Transcribe each entry exactly as it appears, leaving out any picture it holds.

*Dataset records*:
..............................
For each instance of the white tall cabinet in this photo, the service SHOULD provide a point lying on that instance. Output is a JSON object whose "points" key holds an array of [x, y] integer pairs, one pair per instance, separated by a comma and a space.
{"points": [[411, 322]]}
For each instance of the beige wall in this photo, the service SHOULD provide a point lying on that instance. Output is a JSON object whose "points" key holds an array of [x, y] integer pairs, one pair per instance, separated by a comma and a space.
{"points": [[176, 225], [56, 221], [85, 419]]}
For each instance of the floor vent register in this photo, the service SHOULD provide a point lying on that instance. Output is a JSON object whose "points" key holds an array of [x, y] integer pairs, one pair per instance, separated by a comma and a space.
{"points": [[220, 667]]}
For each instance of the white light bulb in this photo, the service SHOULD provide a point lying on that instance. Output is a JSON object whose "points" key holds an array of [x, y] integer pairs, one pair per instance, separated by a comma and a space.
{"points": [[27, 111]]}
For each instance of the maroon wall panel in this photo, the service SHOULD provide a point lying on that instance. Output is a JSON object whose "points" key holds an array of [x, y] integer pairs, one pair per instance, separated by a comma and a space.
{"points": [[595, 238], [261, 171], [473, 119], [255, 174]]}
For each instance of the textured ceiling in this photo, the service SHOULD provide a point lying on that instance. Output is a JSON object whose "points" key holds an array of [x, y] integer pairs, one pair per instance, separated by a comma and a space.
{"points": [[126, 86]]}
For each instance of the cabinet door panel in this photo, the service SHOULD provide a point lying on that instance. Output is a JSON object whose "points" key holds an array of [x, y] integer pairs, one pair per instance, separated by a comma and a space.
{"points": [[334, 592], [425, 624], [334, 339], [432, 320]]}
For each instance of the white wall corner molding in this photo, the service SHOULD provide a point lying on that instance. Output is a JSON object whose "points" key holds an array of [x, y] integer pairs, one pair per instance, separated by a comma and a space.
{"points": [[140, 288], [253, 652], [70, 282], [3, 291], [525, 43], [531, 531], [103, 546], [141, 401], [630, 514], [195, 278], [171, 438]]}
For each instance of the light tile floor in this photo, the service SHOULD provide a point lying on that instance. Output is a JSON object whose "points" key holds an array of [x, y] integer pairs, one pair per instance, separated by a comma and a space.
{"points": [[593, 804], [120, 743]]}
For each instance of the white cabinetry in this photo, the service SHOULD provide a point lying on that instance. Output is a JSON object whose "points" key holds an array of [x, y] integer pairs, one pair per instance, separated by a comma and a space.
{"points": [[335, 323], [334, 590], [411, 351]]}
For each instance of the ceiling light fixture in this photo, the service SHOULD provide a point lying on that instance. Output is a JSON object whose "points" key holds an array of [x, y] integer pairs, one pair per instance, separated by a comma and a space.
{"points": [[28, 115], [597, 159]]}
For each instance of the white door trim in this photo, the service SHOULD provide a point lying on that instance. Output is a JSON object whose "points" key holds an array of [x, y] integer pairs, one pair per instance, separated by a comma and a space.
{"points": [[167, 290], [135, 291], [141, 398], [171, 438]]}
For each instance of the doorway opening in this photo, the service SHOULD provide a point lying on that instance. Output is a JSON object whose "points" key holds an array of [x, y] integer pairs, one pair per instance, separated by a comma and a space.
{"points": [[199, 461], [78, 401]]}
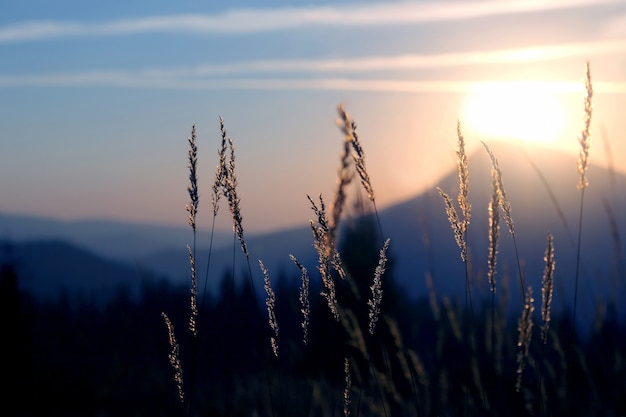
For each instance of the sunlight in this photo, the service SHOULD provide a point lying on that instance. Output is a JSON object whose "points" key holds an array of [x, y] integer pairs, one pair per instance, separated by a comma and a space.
{"points": [[529, 112]]}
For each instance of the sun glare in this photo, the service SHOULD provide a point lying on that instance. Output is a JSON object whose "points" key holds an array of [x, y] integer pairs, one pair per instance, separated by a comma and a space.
{"points": [[518, 111]]}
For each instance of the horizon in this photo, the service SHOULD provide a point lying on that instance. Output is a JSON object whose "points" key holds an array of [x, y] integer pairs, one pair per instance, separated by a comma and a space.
{"points": [[98, 102]]}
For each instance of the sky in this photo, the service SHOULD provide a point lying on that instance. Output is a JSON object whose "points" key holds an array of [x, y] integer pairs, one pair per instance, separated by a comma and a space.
{"points": [[97, 99]]}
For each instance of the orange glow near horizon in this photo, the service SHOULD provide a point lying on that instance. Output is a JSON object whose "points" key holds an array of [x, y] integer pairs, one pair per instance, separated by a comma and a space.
{"points": [[520, 111]]}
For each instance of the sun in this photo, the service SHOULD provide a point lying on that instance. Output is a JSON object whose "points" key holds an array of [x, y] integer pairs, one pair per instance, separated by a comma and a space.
{"points": [[514, 111]]}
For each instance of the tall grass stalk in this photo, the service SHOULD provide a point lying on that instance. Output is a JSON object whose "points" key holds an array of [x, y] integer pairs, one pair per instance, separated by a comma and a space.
{"points": [[460, 225], [229, 190], [192, 210], [547, 290], [216, 193], [358, 157], [583, 162], [505, 208]]}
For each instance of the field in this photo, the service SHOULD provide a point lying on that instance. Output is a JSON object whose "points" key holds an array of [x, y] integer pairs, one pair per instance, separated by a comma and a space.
{"points": [[340, 339]]}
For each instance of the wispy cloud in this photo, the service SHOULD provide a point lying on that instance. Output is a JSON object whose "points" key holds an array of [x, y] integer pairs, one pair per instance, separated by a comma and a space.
{"points": [[337, 73], [404, 61], [261, 20], [339, 84]]}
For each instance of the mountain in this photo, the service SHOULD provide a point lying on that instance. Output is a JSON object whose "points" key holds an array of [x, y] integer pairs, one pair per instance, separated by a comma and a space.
{"points": [[52, 269], [422, 239], [112, 239], [540, 185]]}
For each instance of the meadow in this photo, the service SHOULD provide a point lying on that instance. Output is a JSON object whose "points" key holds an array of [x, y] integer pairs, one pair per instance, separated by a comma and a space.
{"points": [[347, 341], [341, 339]]}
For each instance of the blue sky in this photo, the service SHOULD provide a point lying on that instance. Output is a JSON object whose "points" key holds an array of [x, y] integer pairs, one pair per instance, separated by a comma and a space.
{"points": [[97, 99]]}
..............................
*Solution below*:
For each instance of the white tall cabinet in this photo, the service SHOULD provide a point lying on that instance. Output is a JSON object whose "points" key holds an array of [x, y] integer pairs, one pair per instance, separated by a comma and a space.
{"points": [[411, 322]]}
For each instance of the beige wall in this photo, the service SHOULD provide a point lying on that instance. Output is a JSON object whose "points" key holds an array of [x, y] integer pairs, one pair per instance, separated by a comma and a space.
{"points": [[176, 225], [56, 221], [85, 419]]}
For each instance of the floor vent register in this photo, the service SHOULD provide a point lying on that instance. Output is a JSON object whose "points" key holds an array of [x, y] integer pairs, one pair per instance, separated by a comma and a space.
{"points": [[220, 667]]}
For each instance of the white light bulb in this photo, the service SHOULD provide a point lying on that instance. Output is a JSON object whose "points" key holds an array of [x, y] integer pairs, one pair per instance, separated by a comma and a space.
{"points": [[27, 111]]}
For each instance of the maroon wall panel in this photo, the service SHOULD provide a point lying on that instance. Output is a JSON object whose "points" key holds an array of [x, y] integer pairs, one pair per instance, separated by a comma and a space.
{"points": [[595, 238], [261, 171], [473, 119], [255, 174]]}
For each instance of the textured ceiling in this photo, the service SHOULD provide a point lying on that instance. Output is a JSON object whose "points" key holds an array of [x, y] integer pairs, one pair per instance, separated by a comma and a space.
{"points": [[126, 86]]}
For each instance of the cabinet door panel in this photo, the service SHOULD provide a point lying on that instance. Output is a JSON object whose "points" key holds an array of [x, y] integer pairs, one pair per instance, separated by a comma and a space.
{"points": [[334, 592], [425, 624], [334, 339], [432, 320]]}
For each instance of the white wall corner molding in this photo, the service SHOULD provide a point lying on that instance. Output is a JSON object whose "points" key holds an array of [x, y] integer pairs, one pair per instance, separated by a comma and a space.
{"points": [[140, 288], [253, 652], [70, 282], [3, 291], [525, 43], [531, 531], [103, 546], [141, 401], [630, 514], [195, 278], [171, 438]]}
For each instance of the light tile floor in this photo, the service SHOULD provide a point lying on that instance. Output is a JSON object whose "points" key holds an array of [x, y] integer pairs, one pair per instance, separated by a comma and a space.
{"points": [[593, 804], [120, 743]]}
For each instance of the white cabinetry in this photo, the service SHOULD provide a point lying on that instance. Output is a JSON object whose "points" key holds an array of [x, y] integer pairs, one pair per instance, separated by a comma and a space.
{"points": [[335, 323], [334, 590], [411, 351]]}
For each instance of the ceiling light fixture in this photo, the service SHOULD provide a point lying on that instance. Output is a JSON object whose "points" key holds an array of [x, y] integer pairs, one pair per instance, separated by a comma and a space.
{"points": [[28, 115], [597, 159]]}
For each instance of the white door trim in this photo, the service SHOULD provide a point lying on that instance. Output is a JSON object whose "points" key holds an array of [x, y] integer pairs, one pair per instance, separated by a comma and a space.
{"points": [[167, 290], [135, 291], [141, 398], [171, 438]]}
For each instance of the doorway opening in this photo, the service SHOULD provide a point lying on that instance. Output is a JSON object whose "points" key holds an array of [x, y] integer pairs, one pair per instance, separated by a comma and a space.
{"points": [[199, 461], [78, 401]]}
For each instance of the sunlight in this photo, the service SHOULD provide a point lying on that instance. Output is a JSON object whose "points" key holds an array of [x, y] integer pairs, one pair per instance, separated by a comma and a space.
{"points": [[529, 112]]}
For each instance of the sun glare in this photo, the service SHOULD provide a point lying on that instance. Output is a JSON object whose "points" key holds an array of [x, y] integer pairs, one pair per instance, separated by a comma and a space.
{"points": [[518, 111]]}
For each instance of the horizon in this photo, the service SHOULD provide a point lying on that instance. Output is a JSON object whose "points" key holds an array of [x, y] integer pairs, one pair per instance, separated by a comma and a space.
{"points": [[98, 102]]}
For each instance of the sky in this photo, the service SHOULD provide a point lying on that instance. Output is a JSON object whose "points" key holds an array of [x, y] integer pairs, one pair per instance, separated by a comma and a space.
{"points": [[97, 99]]}
For each instance of the orange glow near horizon in this photo, the service SHOULD provide a point lying on that instance. Output is a JSON object whose "points" key holds an array of [x, y] integer pairs, one pair per instance, separated by a comma and a space.
{"points": [[520, 111]]}
For each instance of the sun in this photo, the service SHOULD provide a point lying on that instance. Output is a JSON object whose "points" key holds an array of [x, y] integer pairs, one pair per instance, separated by a comma and a space.
{"points": [[514, 111]]}
For each instance of the tall grass stalk in this photo, the service SHOULD provide a point lying on that instance. Output is a JSON object whose "points" key holds an array of [x, y] integer pairs, one pair per instance, separated by a comma and a space.
{"points": [[460, 225], [229, 190], [192, 210], [547, 290], [216, 193], [358, 157], [583, 162], [505, 208]]}
For each instance of the field in this photo, the service SHOULD provide a point lying on that instance. Output is a JSON object whose "points" key holds an array of [x, y] integer pairs, one pair per instance, separated by a comma and a space.
{"points": [[340, 339]]}
For each instance of the wispy cloud in this photo, the service SHOULD provide a point lying on that instance. Output is a JSON object whose "points" key holds an array of [x, y] integer pairs, one pair per instance, separated by a comma and a space.
{"points": [[337, 73], [404, 61], [261, 20], [339, 84]]}
For each instance of the mountain in this photo, the service SHOULD provide a point lying on that instance. Output is a JSON object whose "points" key holds an array of [x, y] integer pairs, one pair per instance, separated by a comma and a space.
{"points": [[52, 269], [422, 239], [112, 239], [540, 185]]}
For each instance of the meadow in this photo, the service SHOULD provide a point lying on that instance. Output is a JSON object whose "points" key holds an array of [x, y] integer pairs, one pair per instance, separated by a comma and a space.
{"points": [[347, 341], [341, 339]]}
For each instance of the blue sky in this photo, the service SHOULD provide a point lying on that instance. Output is a JSON object whose "points" key holds an array of [x, y] integer pairs, one pair per instance, separated by a comma and a space.
{"points": [[97, 99]]}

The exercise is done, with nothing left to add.